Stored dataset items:

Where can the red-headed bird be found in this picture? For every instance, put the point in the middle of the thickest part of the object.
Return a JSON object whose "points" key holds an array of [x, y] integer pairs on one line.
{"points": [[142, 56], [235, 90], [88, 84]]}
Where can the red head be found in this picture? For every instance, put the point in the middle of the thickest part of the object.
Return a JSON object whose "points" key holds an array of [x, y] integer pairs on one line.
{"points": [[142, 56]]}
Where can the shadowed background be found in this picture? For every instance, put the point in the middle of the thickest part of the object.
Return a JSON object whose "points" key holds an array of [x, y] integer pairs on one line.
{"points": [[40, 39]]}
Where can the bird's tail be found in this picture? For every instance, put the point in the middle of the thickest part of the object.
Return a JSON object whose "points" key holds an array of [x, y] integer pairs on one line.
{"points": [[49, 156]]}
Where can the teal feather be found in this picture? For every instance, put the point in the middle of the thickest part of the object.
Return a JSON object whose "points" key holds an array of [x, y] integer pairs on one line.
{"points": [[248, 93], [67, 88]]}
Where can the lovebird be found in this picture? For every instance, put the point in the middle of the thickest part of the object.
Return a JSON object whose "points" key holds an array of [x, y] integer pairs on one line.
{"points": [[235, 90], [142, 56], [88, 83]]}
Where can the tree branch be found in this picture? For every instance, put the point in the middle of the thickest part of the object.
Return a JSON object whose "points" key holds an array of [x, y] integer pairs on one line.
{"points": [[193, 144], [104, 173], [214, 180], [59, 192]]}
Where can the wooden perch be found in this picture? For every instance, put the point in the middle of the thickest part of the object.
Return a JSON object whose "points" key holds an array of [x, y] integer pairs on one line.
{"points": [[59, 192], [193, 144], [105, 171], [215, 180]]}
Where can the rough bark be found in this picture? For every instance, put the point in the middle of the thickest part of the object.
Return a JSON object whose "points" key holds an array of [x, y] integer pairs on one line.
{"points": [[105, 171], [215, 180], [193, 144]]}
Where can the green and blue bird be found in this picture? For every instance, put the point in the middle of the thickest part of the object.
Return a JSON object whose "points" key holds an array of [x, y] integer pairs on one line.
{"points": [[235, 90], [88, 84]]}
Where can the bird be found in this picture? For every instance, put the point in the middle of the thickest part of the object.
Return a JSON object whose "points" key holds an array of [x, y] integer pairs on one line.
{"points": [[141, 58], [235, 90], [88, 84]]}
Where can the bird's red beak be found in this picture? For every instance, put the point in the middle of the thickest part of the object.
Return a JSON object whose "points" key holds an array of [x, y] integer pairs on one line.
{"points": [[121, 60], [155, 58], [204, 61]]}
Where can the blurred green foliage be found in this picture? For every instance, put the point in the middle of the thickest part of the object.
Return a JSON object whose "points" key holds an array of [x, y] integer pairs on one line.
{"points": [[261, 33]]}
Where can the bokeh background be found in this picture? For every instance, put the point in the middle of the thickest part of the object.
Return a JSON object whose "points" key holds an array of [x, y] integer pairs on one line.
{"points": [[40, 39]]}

» WHAT YOU ARE ASKED TO DO
Reproduce the full listing exactly.

» ANSWER FOR THE TASK
Where can the red-headed bird be found in this picture? For every instance, put the point in the middle of the thickest part of the object.
Return a JSON object whose "points" key holds an array of [x, y] integer pairs on one line.
{"points": [[142, 56], [235, 90], [88, 84]]}
Where can the red head be found in this picture? For every instance, put the point in the middle of the thickest part of the object.
Return a JSON object whose "points" key holds an array of [x, y] integer pairs on one line.
{"points": [[142, 56]]}
Where can the shadowed background be found in this picture? For every instance, put the point in the middle of the thickest part of the object.
Return a JSON object whose "points" key holds an array of [x, y] integer pairs on one line.
{"points": [[40, 39]]}
Where can the bird's tail be found in this picture? For every instance, put the point in the middle of the thickest part of the object.
Return a JSON object whose "points" key holds an array of [x, y] integer pairs on one line.
{"points": [[49, 156]]}
Where can the teal feather be found in this picture? For every instance, put the point in the middle of the thickest part of the object.
Return a JSON object whose "points" key holds an array of [x, y] integer pairs on one line.
{"points": [[248, 93], [67, 88]]}
Where can the lovebird be found in this picture? For every instance, put the point in the middle of the thickest part of the object.
Return a JSON object whose "points" key holds an array of [x, y] integer pairs on one line.
{"points": [[235, 90], [142, 56], [88, 83]]}
Where can the tree branch be found in this picture? For every instance, put the point in the middle of the thickest part of the object.
Return a JSON object whose "points" key holds an array of [x, y] integer pairs on one line.
{"points": [[193, 144], [104, 173], [214, 180], [59, 192]]}
Where can the wooden perch be found in this picture? For every instance, put the point in the middle of the thickest part of the object.
Return a JSON object whose "points" key holds an array of [x, y] integer pairs on one line.
{"points": [[59, 192], [193, 144], [105, 171], [215, 180]]}
Where can the rough bark be found in this picture? For every instance, put the point in the middle of the thickest part of the object.
Return a JSON object whose "points" key holds an array of [x, y] integer pairs on one line.
{"points": [[105, 171], [215, 180], [193, 144]]}
Where can the green and blue bird be found in this picture? For every instance, put the point in the middle of the thickest part of the object.
Return a JSON object whose "points" key holds an array of [x, y] integer pairs on one line.
{"points": [[235, 90], [88, 84]]}
Where can the bird be found in this picture? For every instance, put the point in the middle of the thickest part of the object.
Return a JSON object whose "points" key holds an array of [x, y] integer pairs on one line.
{"points": [[141, 58], [235, 90], [88, 84]]}
Where can the bird's red beak be found in this picture? For every instance, put the point in the middle of the thickest part of the object.
Return a JSON object whose "points" key holds an array of [x, y] integer pairs on one line.
{"points": [[121, 60], [155, 58], [204, 61]]}
Where can the blurred green foliage be found in this picture? For every instance, put the point in the middle of the thickest part of the object.
Return a JSON object whose "points" key holds an array of [x, y] integer pairs on one line.
{"points": [[261, 33]]}
Where can the bokeh background be found in this picture? For every instance, put the point in the middle of the thickest part of the object.
Return a JSON object whose "points" key holds an array of [x, y] integer pairs on one line.
{"points": [[40, 39]]}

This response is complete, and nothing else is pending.